__Written exercise__
Recast the lines below as a Markdown table with the columns "Row" and "Line," giving each line a row number and leaving out any blank lines.

=== Input data ===

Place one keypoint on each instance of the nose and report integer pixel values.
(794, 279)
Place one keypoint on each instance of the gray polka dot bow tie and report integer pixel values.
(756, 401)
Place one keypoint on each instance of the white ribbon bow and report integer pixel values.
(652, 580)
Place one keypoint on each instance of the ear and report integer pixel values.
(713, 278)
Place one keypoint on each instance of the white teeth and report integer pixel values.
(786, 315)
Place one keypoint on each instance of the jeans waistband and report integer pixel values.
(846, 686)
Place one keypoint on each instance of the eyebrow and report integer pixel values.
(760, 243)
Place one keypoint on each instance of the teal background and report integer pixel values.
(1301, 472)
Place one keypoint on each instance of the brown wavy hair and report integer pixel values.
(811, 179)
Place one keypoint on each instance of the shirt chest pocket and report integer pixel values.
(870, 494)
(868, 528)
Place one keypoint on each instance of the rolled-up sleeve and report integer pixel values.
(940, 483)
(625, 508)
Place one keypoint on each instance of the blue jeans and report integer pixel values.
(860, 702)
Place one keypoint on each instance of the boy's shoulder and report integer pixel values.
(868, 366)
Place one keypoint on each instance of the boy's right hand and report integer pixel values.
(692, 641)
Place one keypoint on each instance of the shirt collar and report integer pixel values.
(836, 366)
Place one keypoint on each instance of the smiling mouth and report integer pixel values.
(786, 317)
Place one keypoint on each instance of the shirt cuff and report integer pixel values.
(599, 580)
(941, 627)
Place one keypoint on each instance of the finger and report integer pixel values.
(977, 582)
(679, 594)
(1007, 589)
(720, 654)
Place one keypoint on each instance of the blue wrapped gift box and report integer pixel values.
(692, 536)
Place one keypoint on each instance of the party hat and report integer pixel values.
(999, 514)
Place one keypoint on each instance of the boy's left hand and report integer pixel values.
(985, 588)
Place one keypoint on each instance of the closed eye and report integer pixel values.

===

__Solution to this task__
| Row | Line |
|---|---|
| 1 | Place one keypoint on each instance of the nose and report integer pixel values. |
| 2 | (794, 279) |
| 3 | Place one keypoint on each instance of the gray polka dot bow tie and report integer pixel values. |
| 4 | (756, 401) |
| 5 | Place one keypoint on each instance of the white ribbon bow and report integer pixel values. |
| 6 | (652, 580) |
| 7 | Place one keypoint on each instance of the ear and report integer pixel values. |
| 8 | (713, 278) |
| 9 | Place one keypoint on each instance of the white teeth and report integer pixel values. |
| 10 | (786, 315) |
| 11 | Place one keypoint on each instance of the jeans waistband and report integer pixel values. |
| 12 | (846, 686) |
| 13 | Place one keypoint on each instance of the eyebrow and report integer pixel values. |
| 14 | (760, 243) |
| 15 | Place one keypoint on each instance of the teal background and report integer pixel values. |
| 16 | (1301, 472) |
| 17 | Place one keypoint on each instance of the brown wavy hair and report integer pixel values. |
| 18 | (811, 179) |
| 19 | Place one keypoint on each instance of the shirt chest pocket and report integer pixel values. |
| 20 | (870, 494) |
| 21 | (868, 528) |
| 22 | Place one keypoint on each instance of the rolled-up sleeve and report integer pixel values. |
| 23 | (940, 483) |
| 24 | (625, 508) |
| 25 | Place one keypoint on each instance of the blue jeans and report integer pixel values. |
| 26 | (860, 702) |
| 27 | Place one keypoint on each instance of the boy's shoulder and report integer pixel values. |
| 28 | (868, 366) |
| 29 | Place one keypoint on each instance of the boy's right hand and report integer pixel values. |
| 30 | (692, 641) |
| 31 | Place one keypoint on each instance of the shirt collar and report integer pixel values. |
| 32 | (836, 366) |
| 33 | Place one keypoint on each instance of the smiling mouth and report integer pixel values. |
| 34 | (786, 317) |
| 35 | Place one keypoint on each instance of the shirt cuff and report integer pixel values. |
| 36 | (599, 580) |
| 37 | (941, 627) |
| 38 | Place one keypoint on each instance of the finger and report integer pixel values. |
| 39 | (977, 582) |
| 40 | (679, 594) |
| 41 | (1007, 589) |
| 42 | (720, 654) |
| 43 | Place one keypoint on each instance of the blue wrapped gift box and report integer pixel values. |
| 44 | (692, 536) |
| 45 | Place one keypoint on each instance of the party hat and report integer pixel values. |
| 46 | (999, 514) |
| 47 | Place one keypoint on each instance of the boy's left hand and report integer pixel values. |
| 48 | (985, 588) |
| 49 | Place one keypoint on each instance of the closed eye and report integer pixel values. |